(begin)
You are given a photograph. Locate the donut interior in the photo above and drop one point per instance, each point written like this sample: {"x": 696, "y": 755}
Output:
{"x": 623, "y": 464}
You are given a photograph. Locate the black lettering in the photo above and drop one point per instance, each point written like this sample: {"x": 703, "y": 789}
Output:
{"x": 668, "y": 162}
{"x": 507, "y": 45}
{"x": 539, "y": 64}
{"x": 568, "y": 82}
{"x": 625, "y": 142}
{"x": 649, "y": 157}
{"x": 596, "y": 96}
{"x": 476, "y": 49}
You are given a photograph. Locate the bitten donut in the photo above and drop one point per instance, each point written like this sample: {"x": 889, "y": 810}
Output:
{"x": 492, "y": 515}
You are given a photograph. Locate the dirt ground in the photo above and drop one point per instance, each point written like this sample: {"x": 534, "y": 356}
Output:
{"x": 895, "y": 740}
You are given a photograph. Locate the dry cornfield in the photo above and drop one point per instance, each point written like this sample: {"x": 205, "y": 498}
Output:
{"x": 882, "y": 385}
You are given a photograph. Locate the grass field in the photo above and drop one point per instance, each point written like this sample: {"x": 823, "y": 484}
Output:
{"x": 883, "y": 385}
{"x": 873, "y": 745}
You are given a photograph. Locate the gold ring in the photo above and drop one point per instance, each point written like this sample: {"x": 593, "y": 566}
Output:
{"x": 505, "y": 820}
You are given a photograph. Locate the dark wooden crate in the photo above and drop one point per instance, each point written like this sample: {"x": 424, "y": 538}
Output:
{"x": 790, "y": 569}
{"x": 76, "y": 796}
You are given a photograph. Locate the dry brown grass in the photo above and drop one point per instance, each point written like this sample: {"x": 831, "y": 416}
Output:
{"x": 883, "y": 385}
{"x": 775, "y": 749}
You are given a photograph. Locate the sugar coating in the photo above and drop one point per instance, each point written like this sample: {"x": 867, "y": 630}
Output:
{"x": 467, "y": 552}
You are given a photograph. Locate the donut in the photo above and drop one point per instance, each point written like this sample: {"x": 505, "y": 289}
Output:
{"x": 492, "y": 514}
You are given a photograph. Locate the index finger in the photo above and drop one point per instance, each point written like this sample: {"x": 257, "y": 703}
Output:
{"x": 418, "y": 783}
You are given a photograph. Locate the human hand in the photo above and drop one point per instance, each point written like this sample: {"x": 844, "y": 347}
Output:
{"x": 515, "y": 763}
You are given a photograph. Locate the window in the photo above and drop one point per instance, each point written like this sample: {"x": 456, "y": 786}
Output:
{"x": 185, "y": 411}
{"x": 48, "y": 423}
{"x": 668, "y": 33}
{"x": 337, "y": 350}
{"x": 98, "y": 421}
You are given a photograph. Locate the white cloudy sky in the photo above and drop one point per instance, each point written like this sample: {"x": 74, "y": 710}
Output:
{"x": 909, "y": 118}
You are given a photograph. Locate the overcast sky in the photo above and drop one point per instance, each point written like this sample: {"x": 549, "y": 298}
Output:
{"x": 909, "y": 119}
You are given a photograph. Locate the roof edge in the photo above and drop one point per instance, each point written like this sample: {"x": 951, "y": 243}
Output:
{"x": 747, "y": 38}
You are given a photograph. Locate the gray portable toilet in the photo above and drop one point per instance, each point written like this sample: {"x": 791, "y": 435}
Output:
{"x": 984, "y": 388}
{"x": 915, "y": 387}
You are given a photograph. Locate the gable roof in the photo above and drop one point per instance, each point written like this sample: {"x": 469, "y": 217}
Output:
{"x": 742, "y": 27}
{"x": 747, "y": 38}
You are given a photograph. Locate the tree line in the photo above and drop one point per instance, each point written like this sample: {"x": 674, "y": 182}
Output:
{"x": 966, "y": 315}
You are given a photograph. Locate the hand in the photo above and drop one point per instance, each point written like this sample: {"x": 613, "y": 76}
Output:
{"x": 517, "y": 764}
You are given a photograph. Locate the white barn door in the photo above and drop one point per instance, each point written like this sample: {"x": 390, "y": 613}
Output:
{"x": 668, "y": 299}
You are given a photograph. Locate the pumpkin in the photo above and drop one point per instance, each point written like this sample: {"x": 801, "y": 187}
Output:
(end)
* **Short problem**
From the listing above, extract all records word for word.

* **Solution**
You are given a photograph. Locate the donut interior in the photo above and drop one point per instance, each point written like this sample: {"x": 696, "y": 755}
Output:
{"x": 623, "y": 464}
You are given a photograph. Locate the black lettering in the photo above and drop one point per instance, each point written like this sample: {"x": 703, "y": 789}
Output:
{"x": 668, "y": 162}
{"x": 507, "y": 45}
{"x": 539, "y": 64}
{"x": 568, "y": 82}
{"x": 625, "y": 142}
{"x": 649, "y": 157}
{"x": 596, "y": 96}
{"x": 476, "y": 49}
You are given a photograph. Locate the bitten donut in the photo above and drop one point per instance, each point written like this sample: {"x": 889, "y": 810}
Output:
{"x": 492, "y": 515}
You are given a photograph. Locate the dirt ground in the photo above and drop one point per instance, each point written like this sample: {"x": 534, "y": 356}
Output:
{"x": 895, "y": 740}
You are given a photograph. Locate the dry cornfield in the photo above and drop one point per instance, each point written like this sample: {"x": 205, "y": 498}
Output:
{"x": 882, "y": 385}
You are given a photograph. Locate the grass field in the photo above and drop one point per instance, each point written like this sample: {"x": 823, "y": 484}
Output:
{"x": 883, "y": 385}
{"x": 873, "y": 745}
You are given a photograph. Locate the gold ring in the photo above and drop one point per instance, each point written like this sample: {"x": 593, "y": 566}
Output:
{"x": 505, "y": 820}
You are given a photograph. Locate the dark wooden crate in the photo above and drop one point per instance, each point written like this sample: {"x": 424, "y": 538}
Output:
{"x": 790, "y": 569}
{"x": 76, "y": 796}
You are given a photograph. Locate the dry brown grass in the photo above and drop one point per instance, each point written like this sample: {"x": 831, "y": 416}
Output:
{"x": 883, "y": 385}
{"x": 775, "y": 749}
You are given a photograph. Locate the sugar coating in the photo above and drop one point per instance, each point written like this sample: {"x": 867, "y": 630}
Output:
{"x": 467, "y": 552}
You are given a photograph. Locate the donut in the photo above and drop one point per instance, each point written like this sample: {"x": 505, "y": 289}
Output:
{"x": 492, "y": 514}
You are given a photograph. Locate the index finger in the photo above and drop one point per instance, each point written like this sample: {"x": 257, "y": 703}
Output:
{"x": 418, "y": 783}
You are given a photograph. Locate the human hand in the photo above and drop one point per instance, each point written like this sample: {"x": 844, "y": 347}
Output:
{"x": 515, "y": 763}
You are given a photograph. Locate the window in the photo above and drop one point per instance, each point written like this sample: {"x": 456, "y": 786}
Output:
{"x": 185, "y": 411}
{"x": 48, "y": 423}
{"x": 668, "y": 33}
{"x": 337, "y": 350}
{"x": 98, "y": 421}
You are given a photograph. Locate the white cloudy sky in the photo above and drop one point per instance, each point written like this sample: {"x": 74, "y": 710}
Output:
{"x": 909, "y": 118}
You are given a photograph. Locate the overcast sky in the photo above and drop one point per instance, each point written like this sample: {"x": 549, "y": 298}
Output:
{"x": 909, "y": 119}
You are given a photograph. Locate the roof edge in the photo above and drop one point per instance, each point written like this sample: {"x": 951, "y": 243}
Output:
{"x": 747, "y": 38}
You are given a photograph. Locate the gray portable toilet in the photo above and drop one point per instance, each point written like this sample: {"x": 791, "y": 435}
Output:
{"x": 984, "y": 388}
{"x": 915, "y": 387}
You are given a photograph. Locate the gable roof in the photo above and drop one point per instance, each point written like this sample: {"x": 469, "y": 217}
Output:
{"x": 742, "y": 27}
{"x": 747, "y": 38}
You are given a photograph. Locate the tree line in the photo above and drop one point per instance, each point written like this sample: {"x": 674, "y": 182}
Output:
{"x": 966, "y": 315}
You are given a photograph. Locate the hand in the photo above and drop one point per instance, each point written like this sample: {"x": 613, "y": 76}
Output:
{"x": 517, "y": 764}
You are given a photograph. Locate the white barn door in the photo above and drop one point per instance, each point written like this sample: {"x": 390, "y": 613}
Output:
{"x": 668, "y": 299}
You are given a photograph. Locate the pumpkin in the photo above and drop one point per instance, each point written like this sample: {"x": 801, "y": 187}
Output:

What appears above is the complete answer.